# Written task
Write out, word for word, the passage of the Liquor Act debate that opens with the words containing "Well, Sir, I" and closes with "may be connected.".

## BEGIN Extracted text

In 1963, as now, the main argument against the sale of table wine in grocery stores was that it would give rise to alcoholism. It is my view, however, that the sale of table wines in grocery stores has not had the results predicted in 1963. The fact that in 15 years only 56 such licences have come into existence, must be an indication that applications of this nature are dealt with circumspectly. I have already mentioned the wine counters in grocery stores. Clauses 4 and 8 are the clauses dealing with that aspect. I have also pointed out that in terms of section 146 a grocer’s wine licence can only be granted to a grocer. The proposed amendments, however, will make it possible to grant such a licence to the holder of a liquor store licence and of an hotel off-sales privilege, thus allowing him to operate a wine counter in a grocery store belonging to another person.
*The third principle dealt with in the Bill, affects wine farmers’ licences. In terms of section 31 of the Act a wine farmer’s licence can only be granted to a person who is engaged in viticulture. The amendment proposed in clause 3 envisages making it possible to grant a wine farmer’s licence to an association of persons which does not cultivate wine grapes itself and is not therefore engaged in viticulture, but whose members are for the most part engaged in viticulture. Secondly, the clause seeks to maintain those licences granted since 1928 in conflict with a strict interpretation of the Act—and there are indeed associations which hold such licences. It is not the aim that more wine farmers’ licences will necessarily be granted as a result of the amendment. Each application for such a licence will be considered after due account has been taken of existing needs.
Mr. Speaker, I think this is one of those rare occasions—it is certainly the first in my experience—when a measure before the House becomes an open matter. That is certainly the case as far as the PFP caucus is concerned. Individual members are free to express their personal opinions on this subject. I think it is a well-tried tradition in politics that matters relating to liquor and gambling should be open matters on which members may express their personal opinions and feelings.
Does that also apply to the members of the NP?
Well, Sir, I hope it also applies to members of the NP. I certainly think it applies to the members of the NRP. I think it would be well to discuss this matter in this fashion so that we can come to a conclusion free of any party restrictions, if I may say so. I think it will be of benefit if members express their personal feelings and opinions on the subject in the light of its implications. I, too, am speaking in my personal capacity and expressing my personal opinions, opinions unrelated to any organization or association with which I may be connected.
I think the hon. the Minister has set out very clearly what we are dealing with. He has introduced a Bill to amend the Liquor Act. The Bill proposes a very important extension of the rights and privileges in terms of the Liquor Act in that it will enable people to sell liquor in groceries where normally only foodstuffs and groceries are sold. Up to now the existing law has merely provided that the owner of the grocery must himself apply for a licence to sell wine in his shop, but as the hon. the Minister pointed out, this right is now in terms of clause 8, which amends the existing section 146, being extended firstly to liquor stores which can apply accordingly and to hotels which have off-sales licences granted to them over and above their hotel licences.

## END Extracted text
## BEGIN Records

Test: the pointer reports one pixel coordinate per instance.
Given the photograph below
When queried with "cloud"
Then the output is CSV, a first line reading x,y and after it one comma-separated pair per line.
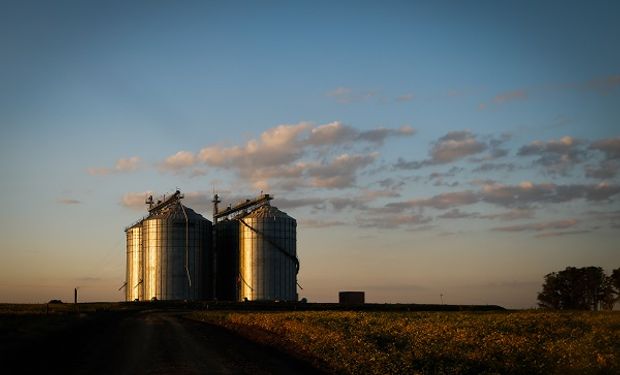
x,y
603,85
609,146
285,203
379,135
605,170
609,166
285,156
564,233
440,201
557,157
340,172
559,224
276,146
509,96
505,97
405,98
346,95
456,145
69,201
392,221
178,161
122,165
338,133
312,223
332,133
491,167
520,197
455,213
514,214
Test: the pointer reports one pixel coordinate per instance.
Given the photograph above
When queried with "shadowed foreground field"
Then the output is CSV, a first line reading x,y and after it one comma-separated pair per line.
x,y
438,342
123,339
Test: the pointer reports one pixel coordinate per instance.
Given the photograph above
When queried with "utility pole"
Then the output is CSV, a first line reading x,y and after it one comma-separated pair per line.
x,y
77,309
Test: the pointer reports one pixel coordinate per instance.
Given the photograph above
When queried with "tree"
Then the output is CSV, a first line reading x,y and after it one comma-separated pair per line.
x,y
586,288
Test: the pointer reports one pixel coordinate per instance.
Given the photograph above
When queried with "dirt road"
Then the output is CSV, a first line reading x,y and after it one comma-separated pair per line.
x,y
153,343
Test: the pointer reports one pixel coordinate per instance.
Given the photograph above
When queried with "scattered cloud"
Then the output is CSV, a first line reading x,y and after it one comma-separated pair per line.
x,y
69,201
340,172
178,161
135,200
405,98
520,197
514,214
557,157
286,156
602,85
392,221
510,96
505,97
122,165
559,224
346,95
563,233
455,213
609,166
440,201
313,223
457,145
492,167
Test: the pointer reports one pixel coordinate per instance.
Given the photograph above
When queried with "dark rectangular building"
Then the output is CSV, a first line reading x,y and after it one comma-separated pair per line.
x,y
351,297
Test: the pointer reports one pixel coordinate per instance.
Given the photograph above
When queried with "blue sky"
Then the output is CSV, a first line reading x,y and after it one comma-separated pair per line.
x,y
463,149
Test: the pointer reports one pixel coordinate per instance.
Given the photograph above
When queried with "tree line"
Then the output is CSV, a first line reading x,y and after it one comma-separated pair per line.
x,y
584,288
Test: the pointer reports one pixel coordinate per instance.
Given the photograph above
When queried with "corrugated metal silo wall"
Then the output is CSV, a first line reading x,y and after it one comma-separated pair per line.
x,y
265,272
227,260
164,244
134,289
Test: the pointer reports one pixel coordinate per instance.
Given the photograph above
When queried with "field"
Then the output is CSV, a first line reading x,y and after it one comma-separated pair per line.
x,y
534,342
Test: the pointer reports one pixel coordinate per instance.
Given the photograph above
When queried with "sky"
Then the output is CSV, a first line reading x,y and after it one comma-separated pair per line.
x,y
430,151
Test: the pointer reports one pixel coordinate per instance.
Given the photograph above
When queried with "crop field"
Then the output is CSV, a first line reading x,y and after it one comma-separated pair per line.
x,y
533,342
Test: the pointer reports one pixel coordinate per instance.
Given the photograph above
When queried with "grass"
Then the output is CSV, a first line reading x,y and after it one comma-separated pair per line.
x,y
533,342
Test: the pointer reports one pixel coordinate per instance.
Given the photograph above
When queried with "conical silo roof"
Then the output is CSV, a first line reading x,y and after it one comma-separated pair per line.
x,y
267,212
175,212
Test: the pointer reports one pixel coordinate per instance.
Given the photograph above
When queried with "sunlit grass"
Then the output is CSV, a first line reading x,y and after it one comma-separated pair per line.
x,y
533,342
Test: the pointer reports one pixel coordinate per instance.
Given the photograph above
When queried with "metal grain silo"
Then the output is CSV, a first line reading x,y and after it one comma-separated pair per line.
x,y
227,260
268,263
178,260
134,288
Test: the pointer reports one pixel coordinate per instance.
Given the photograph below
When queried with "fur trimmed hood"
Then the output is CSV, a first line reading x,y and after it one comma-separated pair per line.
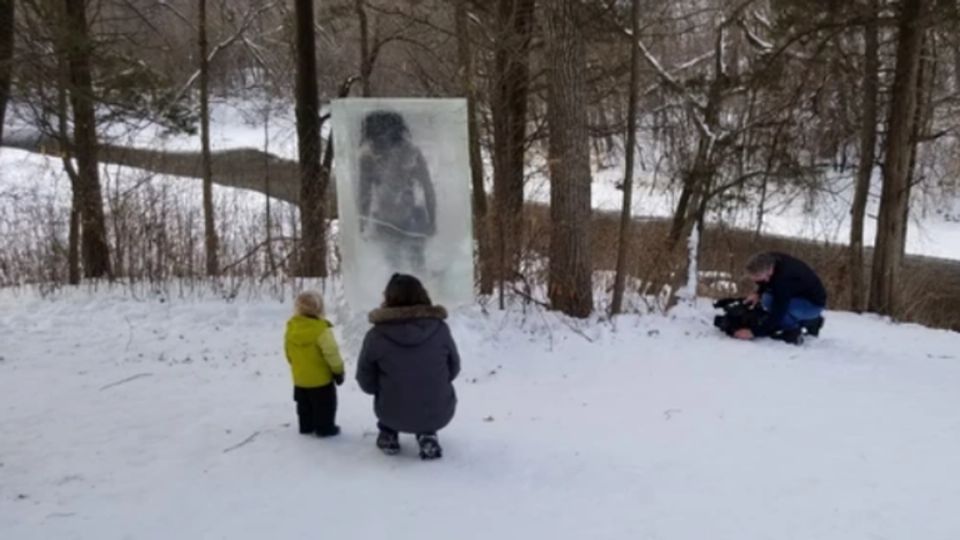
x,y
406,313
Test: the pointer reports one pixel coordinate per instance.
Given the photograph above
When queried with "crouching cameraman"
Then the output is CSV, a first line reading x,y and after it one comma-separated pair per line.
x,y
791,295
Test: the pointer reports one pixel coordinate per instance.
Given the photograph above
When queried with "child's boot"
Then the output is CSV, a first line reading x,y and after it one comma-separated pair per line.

## END Records

# Solution for this problem
Well, Sir, I hope it also applies to members of the NP. I certainly think it applies to the members of the NRP. I think it would be well to discuss this matter in this fashion so that we can come to a conclusion free of any party restrictions, if I may say so. I think it will be of benefit if members express their personal feelings and opinions on the subject in the light of its implications. I, too, am speaking in my personal capacity and expressing my personal opinions, opinions unrelated to any organization or association with which I may be connected.